Task statement :: In the data below, copy out everything from the line containing "Wildlife camera trigger: the trail-cam image below" down to the line containing "14, 208, 180, 240", both lines included, character for character.
***
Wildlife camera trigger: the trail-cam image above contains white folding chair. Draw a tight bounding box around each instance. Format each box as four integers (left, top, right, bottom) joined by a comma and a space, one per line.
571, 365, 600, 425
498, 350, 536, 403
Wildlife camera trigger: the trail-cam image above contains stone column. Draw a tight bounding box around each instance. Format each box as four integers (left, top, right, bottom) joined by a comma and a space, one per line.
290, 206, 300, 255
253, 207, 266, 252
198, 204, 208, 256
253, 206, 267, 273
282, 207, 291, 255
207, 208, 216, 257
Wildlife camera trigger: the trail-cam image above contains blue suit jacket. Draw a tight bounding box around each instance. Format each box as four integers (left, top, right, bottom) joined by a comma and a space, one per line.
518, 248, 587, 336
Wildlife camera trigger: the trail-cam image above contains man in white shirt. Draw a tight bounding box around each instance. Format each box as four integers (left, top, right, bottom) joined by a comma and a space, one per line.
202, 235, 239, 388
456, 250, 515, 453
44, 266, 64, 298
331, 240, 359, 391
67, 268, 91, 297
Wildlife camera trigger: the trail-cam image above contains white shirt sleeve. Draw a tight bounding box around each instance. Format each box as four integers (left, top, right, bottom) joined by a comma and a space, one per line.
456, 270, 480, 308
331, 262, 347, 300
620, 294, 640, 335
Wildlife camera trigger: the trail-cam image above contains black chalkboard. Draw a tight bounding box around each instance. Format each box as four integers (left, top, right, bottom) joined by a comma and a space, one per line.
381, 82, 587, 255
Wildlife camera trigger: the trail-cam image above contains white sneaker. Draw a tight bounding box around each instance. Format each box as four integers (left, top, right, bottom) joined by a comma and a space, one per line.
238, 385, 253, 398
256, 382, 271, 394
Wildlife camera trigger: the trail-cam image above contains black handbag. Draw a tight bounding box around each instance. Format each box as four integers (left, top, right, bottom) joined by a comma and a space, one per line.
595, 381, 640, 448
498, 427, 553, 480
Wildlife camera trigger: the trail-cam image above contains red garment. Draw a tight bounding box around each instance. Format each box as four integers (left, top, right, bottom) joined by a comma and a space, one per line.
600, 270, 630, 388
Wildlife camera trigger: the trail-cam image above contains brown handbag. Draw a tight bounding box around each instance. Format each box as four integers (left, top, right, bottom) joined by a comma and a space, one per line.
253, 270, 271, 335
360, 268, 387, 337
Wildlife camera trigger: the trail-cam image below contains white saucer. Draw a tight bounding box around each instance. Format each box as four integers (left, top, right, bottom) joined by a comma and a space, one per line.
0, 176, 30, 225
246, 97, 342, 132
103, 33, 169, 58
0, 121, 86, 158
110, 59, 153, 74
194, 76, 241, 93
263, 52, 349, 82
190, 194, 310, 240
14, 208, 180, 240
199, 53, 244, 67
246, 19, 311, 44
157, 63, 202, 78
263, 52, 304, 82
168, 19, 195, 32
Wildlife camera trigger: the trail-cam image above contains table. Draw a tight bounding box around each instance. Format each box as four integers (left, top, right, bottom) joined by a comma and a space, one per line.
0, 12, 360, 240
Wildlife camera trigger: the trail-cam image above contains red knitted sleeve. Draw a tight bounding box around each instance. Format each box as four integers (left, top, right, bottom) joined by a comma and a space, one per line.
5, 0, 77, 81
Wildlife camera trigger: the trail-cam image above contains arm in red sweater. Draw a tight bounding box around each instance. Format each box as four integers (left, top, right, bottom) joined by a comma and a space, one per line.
***
The reply ::
Wildlife camera trigger: the trail-cam image below contains white saucer. Draw a tight bounding box around each instance. Format each box as four integers (left, top, right, bottom) joined by a comma and a space, one per line.
0, 176, 30, 225
246, 97, 342, 132
103, 33, 169, 58
0, 121, 86, 158
110, 59, 153, 74
194, 76, 241, 93
263, 52, 349, 82
190, 194, 310, 240
14, 208, 180, 240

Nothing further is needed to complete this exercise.